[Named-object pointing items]
--

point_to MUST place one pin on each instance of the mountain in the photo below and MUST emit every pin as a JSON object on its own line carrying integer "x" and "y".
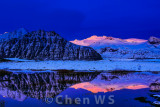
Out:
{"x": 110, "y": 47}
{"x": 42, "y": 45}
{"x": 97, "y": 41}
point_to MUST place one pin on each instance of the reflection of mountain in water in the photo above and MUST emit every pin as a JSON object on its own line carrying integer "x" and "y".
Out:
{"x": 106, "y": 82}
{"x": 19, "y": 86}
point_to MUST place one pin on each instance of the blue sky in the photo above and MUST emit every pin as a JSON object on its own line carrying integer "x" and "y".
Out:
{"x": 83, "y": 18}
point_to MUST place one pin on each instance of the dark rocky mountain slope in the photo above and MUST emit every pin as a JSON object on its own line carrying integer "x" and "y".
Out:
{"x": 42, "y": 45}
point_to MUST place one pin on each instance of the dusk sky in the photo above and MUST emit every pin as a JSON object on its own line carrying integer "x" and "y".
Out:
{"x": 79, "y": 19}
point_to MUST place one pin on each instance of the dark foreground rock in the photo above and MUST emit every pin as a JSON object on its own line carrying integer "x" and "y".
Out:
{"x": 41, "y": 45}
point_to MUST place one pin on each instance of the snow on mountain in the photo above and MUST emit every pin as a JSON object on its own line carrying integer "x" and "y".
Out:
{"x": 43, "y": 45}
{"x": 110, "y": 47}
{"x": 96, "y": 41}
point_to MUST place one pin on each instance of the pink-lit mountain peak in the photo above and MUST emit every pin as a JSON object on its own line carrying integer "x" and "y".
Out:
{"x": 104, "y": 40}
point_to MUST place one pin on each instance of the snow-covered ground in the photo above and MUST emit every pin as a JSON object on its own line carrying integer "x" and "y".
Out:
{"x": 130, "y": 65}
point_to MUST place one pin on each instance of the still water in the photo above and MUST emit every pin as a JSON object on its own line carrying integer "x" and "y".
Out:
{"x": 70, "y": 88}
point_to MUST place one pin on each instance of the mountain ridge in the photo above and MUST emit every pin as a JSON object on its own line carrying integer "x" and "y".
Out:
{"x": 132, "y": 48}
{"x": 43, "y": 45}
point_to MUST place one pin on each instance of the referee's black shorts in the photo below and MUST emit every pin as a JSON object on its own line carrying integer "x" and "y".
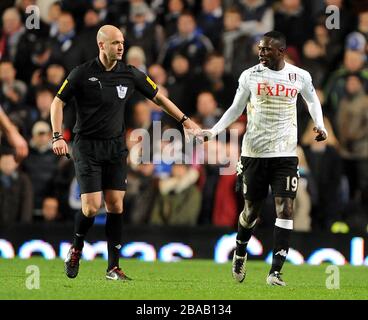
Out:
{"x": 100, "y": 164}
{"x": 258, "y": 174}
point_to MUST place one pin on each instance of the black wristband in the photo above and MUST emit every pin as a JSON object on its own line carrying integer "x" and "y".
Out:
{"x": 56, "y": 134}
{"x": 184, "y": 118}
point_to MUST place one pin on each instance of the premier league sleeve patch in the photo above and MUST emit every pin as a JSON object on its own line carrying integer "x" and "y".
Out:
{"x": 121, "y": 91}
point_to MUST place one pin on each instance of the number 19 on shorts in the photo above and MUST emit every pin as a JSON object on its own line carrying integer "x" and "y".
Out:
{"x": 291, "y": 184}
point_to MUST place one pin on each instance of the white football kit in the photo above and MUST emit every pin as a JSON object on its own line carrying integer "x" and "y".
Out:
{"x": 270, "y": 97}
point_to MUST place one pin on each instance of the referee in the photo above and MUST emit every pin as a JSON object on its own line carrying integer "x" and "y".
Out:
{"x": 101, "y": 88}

--

--- Required work ---
Reproduce the stretch from the line containing "point_to MUST place one pin on each instance of the premier" through the end of the items, with "pin" replaced by "marker" wherever it occurs and everything else left as is.

--- Answer to the exercise ---
point_to MUST place one marker on each instance of the premier league sleeve patch in the photo above and MUST emit every marker as a JSON object on its own line carrying integer "x" and "y".
Out:
{"x": 121, "y": 91}
point_to MUST place one marker on each instance of the number 19 on shorts in the photo above and MUST emit every marker as a JSON object on its own line carrying integer "x" and "y".
Out:
{"x": 291, "y": 184}
point_to MUST place one marker on each instance of the white football kit in the photo above and MUST emit every marker as a JSON object on its own line carrying integer "x" and "y".
Out:
{"x": 270, "y": 97}
point_to MUST place one marker on each instance of the referee in the photo above and MUST emit every marker as a JSON object on its own line carrying integer "x" and "y".
Out:
{"x": 101, "y": 88}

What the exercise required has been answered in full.